Exercise: Please repeat every record below exactly as written, but leave out the pictures.

Given records:
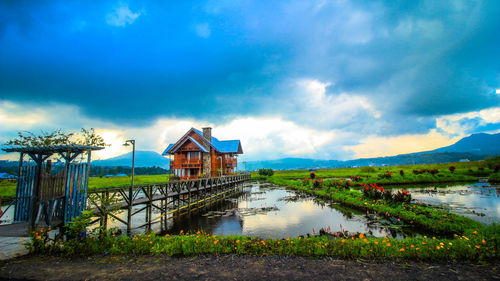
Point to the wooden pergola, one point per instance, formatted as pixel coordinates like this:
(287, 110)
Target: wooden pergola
(57, 198)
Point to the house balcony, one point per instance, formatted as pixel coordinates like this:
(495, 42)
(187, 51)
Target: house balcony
(185, 164)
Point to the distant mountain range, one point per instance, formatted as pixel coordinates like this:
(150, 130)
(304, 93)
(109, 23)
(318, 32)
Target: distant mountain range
(142, 159)
(474, 147)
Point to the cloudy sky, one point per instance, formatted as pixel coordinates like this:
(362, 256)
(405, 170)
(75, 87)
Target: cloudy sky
(317, 79)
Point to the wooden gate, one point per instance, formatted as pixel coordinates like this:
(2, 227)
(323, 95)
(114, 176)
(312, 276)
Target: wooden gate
(61, 197)
(24, 193)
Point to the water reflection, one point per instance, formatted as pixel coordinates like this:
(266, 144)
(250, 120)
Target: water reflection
(287, 218)
(479, 203)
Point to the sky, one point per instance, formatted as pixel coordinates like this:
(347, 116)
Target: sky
(312, 79)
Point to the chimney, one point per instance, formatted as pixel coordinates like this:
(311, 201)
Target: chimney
(207, 133)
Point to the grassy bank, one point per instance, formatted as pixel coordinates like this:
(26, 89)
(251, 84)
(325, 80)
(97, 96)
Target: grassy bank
(474, 246)
(8, 187)
(412, 174)
(430, 219)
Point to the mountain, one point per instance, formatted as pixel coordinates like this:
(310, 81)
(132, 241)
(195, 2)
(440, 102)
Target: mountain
(142, 159)
(479, 144)
(474, 147)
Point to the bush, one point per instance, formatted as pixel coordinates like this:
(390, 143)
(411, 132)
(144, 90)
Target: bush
(402, 196)
(367, 169)
(174, 178)
(386, 175)
(318, 183)
(373, 191)
(266, 172)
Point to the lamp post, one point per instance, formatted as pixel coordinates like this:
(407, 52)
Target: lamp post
(130, 190)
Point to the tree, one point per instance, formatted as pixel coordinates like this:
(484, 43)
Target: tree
(57, 137)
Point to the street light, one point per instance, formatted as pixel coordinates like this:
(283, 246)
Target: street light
(130, 190)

Problem solution:
Point to the wooden pergola, one point per instance, formatted as pixel coordinates like this:
(287, 110)
Target: wooden pergola
(57, 198)
Point to the house balcony, one point per instance, formatted as pixel coordinates like this:
(495, 42)
(187, 51)
Target: house balcony
(185, 164)
Point to the distant mountain range, one point per instance, formatted as pixel coordinates like this:
(150, 130)
(304, 93)
(109, 23)
(318, 32)
Target: distant mountain range
(142, 159)
(474, 147)
Point to the cloudy sky, one point per instance, formatted as pixel coordinates like this:
(362, 256)
(405, 170)
(75, 87)
Target: cloudy sky
(317, 79)
Point to the wooden gate, one point per instance, formatted as pixel coordinates like this:
(2, 227)
(323, 95)
(114, 176)
(312, 276)
Target: wooden gate
(61, 197)
(24, 193)
Point to the water reflection, one point per instance, formatted as pixel coordinates like this:
(266, 144)
(250, 120)
Target: water reflection
(287, 218)
(479, 203)
Point to the sky, one point per instance, formatted as pixel coordinates like this:
(347, 116)
Target: sky
(312, 79)
Point to the chimney, one point per instance, formatted as pixel coordinates like this:
(311, 201)
Target: chimney
(207, 133)
Point to the grassy bank, one point per instance, formatted as pixel coordinates like this:
(26, 89)
(251, 84)
(325, 80)
(97, 96)
Target: grassy bank
(474, 246)
(8, 187)
(412, 174)
(430, 219)
Point to the mountain, one point per instance, formatted as pixel coordinates like this:
(310, 81)
(132, 241)
(195, 2)
(440, 102)
Target: mountain
(142, 159)
(479, 144)
(474, 147)
Point to the bush, one point per instance, formatted as pixel coordinates like this:
(390, 143)
(411, 132)
(144, 90)
Target: bush
(402, 196)
(367, 169)
(174, 178)
(386, 175)
(318, 183)
(373, 191)
(266, 172)
Point to the lamp post, one point per instance, formatted as pixel coordinates like this:
(407, 52)
Target: lamp post
(130, 190)
Point to the tree, one point per instance, formatted as pixel coordinates like this:
(484, 43)
Target: tree
(57, 137)
Point to the street light, one point per instance, formatted as pixel coordinates like this:
(283, 246)
Target: street light
(130, 190)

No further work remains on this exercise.